■ Stated exercise
Copy the entries verbatim, starting at the line that contains "Do you see the green lawn" and ending after the line that contains "[159,58,173,69]".

** Start of Input material **

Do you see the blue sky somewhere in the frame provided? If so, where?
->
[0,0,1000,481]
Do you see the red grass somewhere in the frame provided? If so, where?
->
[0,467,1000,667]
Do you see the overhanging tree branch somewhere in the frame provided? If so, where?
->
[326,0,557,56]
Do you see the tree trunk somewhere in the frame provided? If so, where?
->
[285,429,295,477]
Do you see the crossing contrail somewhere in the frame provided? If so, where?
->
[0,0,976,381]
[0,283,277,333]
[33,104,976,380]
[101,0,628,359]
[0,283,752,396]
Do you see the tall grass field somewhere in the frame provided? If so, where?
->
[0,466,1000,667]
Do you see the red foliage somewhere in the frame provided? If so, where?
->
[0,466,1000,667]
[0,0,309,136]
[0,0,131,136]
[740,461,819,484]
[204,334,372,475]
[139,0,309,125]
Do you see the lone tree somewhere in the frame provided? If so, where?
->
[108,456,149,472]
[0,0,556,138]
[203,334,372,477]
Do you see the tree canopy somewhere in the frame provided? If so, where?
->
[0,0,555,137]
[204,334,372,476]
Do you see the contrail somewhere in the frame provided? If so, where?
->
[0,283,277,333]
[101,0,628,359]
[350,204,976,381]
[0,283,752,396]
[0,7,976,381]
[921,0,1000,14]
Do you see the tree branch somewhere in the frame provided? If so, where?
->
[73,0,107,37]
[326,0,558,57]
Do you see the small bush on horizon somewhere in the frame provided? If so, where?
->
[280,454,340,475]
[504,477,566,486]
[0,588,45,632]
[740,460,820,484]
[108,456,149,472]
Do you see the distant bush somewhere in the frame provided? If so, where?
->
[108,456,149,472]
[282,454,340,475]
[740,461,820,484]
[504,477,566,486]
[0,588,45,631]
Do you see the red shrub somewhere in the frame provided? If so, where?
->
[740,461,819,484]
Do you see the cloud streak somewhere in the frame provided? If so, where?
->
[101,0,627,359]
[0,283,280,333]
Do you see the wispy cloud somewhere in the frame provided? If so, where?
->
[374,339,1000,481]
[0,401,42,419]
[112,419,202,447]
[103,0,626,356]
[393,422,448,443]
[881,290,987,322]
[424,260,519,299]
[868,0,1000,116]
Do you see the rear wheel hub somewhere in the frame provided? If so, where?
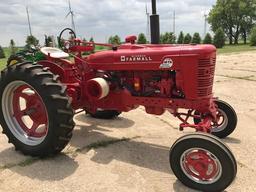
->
[2,81,48,145]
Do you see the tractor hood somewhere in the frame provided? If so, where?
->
[87,44,216,70]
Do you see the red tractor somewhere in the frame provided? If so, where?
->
[0,29,237,191]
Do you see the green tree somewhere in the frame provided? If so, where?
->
[0,46,5,59]
[250,27,256,46]
[108,35,121,45]
[208,0,256,44]
[203,33,212,44]
[184,33,192,44]
[89,37,94,43]
[160,32,176,44]
[138,33,147,44]
[9,39,17,55]
[192,33,201,44]
[213,28,225,48]
[25,35,39,49]
[177,31,184,44]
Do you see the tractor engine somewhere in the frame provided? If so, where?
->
[115,71,183,98]
[87,71,184,100]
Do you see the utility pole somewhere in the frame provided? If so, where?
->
[26,6,32,36]
[66,0,76,32]
[204,13,207,37]
[146,4,150,41]
[173,10,176,35]
[150,0,160,44]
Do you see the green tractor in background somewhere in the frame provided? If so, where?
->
[7,46,45,66]
[7,28,76,66]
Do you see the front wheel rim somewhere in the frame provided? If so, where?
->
[180,148,222,184]
[2,81,49,146]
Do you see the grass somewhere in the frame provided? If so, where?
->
[0,44,256,70]
[217,44,256,54]
[0,48,10,70]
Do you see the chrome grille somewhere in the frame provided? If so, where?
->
[197,57,216,97]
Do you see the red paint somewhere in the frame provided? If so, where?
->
[39,36,217,132]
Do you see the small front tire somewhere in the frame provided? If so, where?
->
[170,133,237,192]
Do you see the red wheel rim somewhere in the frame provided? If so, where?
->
[180,148,222,184]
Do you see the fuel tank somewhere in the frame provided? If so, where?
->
[86,44,216,71]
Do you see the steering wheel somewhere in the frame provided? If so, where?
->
[58,28,76,51]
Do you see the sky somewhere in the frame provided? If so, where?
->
[0,0,216,46]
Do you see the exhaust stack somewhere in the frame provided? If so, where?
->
[150,0,160,44]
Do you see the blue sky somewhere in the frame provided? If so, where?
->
[0,0,216,46]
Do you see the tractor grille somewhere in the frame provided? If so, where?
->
[197,57,216,97]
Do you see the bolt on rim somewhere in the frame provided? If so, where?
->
[180,148,222,184]
[212,109,228,133]
[2,81,49,146]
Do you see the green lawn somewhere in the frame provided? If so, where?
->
[217,44,256,54]
[0,48,10,70]
[0,44,256,70]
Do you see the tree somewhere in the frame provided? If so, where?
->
[213,28,226,48]
[250,27,256,46]
[138,33,147,44]
[208,0,256,44]
[0,46,5,59]
[160,32,176,44]
[192,33,201,44]
[25,35,39,49]
[10,39,17,55]
[45,35,54,47]
[184,33,192,44]
[177,31,184,44]
[108,35,121,45]
[203,33,212,44]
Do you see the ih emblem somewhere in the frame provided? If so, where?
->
[159,58,173,69]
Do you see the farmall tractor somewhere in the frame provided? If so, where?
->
[0,5,237,192]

** End of Input material **

■ Solution to this task
Do you see the green lawn somewhere in the frame provided? If so, where?
->
[217,44,256,54]
[0,48,10,70]
[0,44,256,70]
Do you see the tree somewhere in the frame provided? If so, where?
->
[213,28,226,48]
[250,27,256,46]
[138,33,147,44]
[208,0,256,44]
[0,46,5,59]
[160,32,176,44]
[192,33,201,44]
[25,35,39,49]
[10,39,17,55]
[45,35,54,47]
[184,33,192,44]
[177,31,184,44]
[108,35,121,45]
[203,33,212,44]
Do you see the ih emblem somewhere in the frame provided? If so, where?
->
[159,58,173,69]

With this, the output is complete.